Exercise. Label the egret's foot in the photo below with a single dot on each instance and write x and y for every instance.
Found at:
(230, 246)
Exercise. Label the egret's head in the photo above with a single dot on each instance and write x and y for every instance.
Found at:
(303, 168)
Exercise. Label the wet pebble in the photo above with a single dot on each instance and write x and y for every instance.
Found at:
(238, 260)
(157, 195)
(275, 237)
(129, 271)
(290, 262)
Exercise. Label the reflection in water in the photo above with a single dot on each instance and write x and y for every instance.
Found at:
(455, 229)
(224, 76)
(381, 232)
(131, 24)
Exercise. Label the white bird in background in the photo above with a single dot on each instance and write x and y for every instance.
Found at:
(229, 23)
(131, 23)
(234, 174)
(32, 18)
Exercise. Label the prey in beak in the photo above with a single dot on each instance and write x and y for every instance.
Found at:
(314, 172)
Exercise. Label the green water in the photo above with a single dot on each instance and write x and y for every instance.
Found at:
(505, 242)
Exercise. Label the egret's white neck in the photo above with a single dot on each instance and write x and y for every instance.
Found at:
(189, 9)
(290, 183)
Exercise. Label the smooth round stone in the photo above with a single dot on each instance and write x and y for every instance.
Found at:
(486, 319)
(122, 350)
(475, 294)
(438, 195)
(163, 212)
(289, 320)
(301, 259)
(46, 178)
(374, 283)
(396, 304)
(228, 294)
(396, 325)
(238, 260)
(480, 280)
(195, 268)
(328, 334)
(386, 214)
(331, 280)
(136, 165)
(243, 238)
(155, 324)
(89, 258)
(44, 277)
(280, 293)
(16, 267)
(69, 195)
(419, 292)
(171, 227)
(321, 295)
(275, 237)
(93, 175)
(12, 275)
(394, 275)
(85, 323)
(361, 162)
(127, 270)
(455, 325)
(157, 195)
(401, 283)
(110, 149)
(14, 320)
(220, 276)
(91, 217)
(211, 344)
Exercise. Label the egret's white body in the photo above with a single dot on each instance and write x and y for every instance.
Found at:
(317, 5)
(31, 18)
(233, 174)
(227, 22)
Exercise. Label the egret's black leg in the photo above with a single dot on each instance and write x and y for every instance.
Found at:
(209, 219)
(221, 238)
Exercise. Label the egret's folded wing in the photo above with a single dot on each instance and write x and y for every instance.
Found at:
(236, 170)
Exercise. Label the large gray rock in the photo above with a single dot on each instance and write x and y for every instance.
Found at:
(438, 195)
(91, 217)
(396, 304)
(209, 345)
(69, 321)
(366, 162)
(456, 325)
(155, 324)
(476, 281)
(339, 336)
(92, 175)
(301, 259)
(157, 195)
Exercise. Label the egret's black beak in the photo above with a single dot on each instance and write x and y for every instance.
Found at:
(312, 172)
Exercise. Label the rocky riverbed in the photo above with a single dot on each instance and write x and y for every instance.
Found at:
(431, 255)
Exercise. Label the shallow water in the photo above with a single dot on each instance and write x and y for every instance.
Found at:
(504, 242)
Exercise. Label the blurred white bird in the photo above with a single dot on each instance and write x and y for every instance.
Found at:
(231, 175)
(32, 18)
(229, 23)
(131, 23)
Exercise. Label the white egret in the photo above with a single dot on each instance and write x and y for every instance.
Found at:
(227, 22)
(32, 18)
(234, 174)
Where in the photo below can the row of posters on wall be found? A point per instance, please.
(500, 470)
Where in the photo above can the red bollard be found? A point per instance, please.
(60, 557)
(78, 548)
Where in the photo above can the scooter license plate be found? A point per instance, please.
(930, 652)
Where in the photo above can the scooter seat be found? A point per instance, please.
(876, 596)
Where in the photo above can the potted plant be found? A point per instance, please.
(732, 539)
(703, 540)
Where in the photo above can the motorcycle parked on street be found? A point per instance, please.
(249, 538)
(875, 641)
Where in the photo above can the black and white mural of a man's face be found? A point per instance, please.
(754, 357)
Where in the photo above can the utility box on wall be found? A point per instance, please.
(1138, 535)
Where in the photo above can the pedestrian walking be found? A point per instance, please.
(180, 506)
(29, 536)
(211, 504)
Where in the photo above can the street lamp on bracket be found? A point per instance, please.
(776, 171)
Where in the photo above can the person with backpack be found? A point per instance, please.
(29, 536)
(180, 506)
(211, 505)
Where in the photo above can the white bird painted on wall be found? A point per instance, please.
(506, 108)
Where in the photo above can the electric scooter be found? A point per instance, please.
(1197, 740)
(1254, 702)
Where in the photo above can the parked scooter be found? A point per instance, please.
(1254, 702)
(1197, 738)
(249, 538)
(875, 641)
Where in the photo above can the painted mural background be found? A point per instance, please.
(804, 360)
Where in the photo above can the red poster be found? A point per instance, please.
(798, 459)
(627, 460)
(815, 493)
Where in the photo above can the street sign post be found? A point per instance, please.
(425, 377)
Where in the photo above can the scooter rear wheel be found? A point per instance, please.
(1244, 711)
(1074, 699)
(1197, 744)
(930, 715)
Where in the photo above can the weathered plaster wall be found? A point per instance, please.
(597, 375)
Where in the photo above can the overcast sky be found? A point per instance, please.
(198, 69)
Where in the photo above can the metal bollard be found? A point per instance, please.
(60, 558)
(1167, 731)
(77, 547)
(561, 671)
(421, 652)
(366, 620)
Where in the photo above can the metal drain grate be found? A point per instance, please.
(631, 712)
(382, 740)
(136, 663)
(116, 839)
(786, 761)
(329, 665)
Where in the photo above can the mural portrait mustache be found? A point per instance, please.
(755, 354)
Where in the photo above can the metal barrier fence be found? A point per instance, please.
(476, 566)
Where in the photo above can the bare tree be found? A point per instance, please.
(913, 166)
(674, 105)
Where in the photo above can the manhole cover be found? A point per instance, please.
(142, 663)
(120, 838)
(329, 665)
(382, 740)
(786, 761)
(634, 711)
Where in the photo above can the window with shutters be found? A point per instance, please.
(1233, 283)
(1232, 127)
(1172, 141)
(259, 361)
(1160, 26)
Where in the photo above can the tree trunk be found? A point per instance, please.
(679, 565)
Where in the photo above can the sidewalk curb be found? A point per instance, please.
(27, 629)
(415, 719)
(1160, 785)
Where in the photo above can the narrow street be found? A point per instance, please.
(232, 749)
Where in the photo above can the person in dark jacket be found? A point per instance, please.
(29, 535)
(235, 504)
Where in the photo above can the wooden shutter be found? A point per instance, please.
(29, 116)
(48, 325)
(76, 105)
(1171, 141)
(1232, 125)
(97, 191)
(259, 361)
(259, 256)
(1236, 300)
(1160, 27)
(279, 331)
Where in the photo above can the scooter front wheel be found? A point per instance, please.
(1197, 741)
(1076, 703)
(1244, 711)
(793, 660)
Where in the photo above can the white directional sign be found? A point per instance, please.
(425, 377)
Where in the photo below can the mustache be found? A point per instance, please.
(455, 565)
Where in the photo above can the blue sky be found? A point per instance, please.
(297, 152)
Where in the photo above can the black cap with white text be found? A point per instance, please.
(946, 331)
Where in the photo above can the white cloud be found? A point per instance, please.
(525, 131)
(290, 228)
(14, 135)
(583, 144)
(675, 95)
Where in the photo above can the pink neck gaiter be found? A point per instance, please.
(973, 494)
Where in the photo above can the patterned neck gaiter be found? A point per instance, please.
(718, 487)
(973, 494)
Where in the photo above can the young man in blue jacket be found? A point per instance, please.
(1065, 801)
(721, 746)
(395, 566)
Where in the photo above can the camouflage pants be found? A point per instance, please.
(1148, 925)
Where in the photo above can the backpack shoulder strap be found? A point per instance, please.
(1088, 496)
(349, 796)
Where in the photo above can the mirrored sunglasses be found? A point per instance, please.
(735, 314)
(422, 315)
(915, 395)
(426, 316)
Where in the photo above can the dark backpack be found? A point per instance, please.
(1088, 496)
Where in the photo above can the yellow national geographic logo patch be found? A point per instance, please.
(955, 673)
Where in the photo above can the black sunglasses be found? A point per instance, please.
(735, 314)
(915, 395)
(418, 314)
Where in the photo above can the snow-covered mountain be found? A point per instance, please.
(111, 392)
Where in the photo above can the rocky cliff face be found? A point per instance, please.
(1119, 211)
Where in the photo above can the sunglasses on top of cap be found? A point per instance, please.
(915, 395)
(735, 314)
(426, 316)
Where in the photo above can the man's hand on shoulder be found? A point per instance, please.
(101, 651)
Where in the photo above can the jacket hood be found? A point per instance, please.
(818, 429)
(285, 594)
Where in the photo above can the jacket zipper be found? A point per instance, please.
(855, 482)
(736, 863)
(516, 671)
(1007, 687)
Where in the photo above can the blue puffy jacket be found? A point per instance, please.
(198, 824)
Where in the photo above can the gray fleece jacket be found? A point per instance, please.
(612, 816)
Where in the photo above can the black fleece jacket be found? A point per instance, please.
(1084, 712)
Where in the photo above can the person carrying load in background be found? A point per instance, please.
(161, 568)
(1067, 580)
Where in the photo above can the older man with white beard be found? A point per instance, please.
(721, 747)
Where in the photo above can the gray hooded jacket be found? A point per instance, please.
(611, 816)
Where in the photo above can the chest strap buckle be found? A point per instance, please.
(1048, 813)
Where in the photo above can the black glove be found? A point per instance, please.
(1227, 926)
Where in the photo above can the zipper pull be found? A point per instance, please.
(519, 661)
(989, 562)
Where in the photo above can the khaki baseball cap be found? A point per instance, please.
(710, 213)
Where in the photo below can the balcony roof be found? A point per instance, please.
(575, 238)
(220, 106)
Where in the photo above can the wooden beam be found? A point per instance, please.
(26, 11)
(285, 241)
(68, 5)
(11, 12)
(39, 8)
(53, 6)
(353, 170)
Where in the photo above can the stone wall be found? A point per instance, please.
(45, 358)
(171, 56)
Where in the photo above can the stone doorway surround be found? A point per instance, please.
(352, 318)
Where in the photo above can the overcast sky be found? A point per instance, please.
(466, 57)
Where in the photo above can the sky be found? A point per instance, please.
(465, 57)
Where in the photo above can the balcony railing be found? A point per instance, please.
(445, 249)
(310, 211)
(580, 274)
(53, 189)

* EXERCISE BRIEF
All of the lines above that carry the string "beak" need to be found and copied.

* TASK OUTPUT
Exercise. Label the prey in beak in the photo above with a single dot on each instance and write x and y for every instance.
Exercise. Label the egret's black beak in the photo above with a single dot on each instance and write x and y for every instance.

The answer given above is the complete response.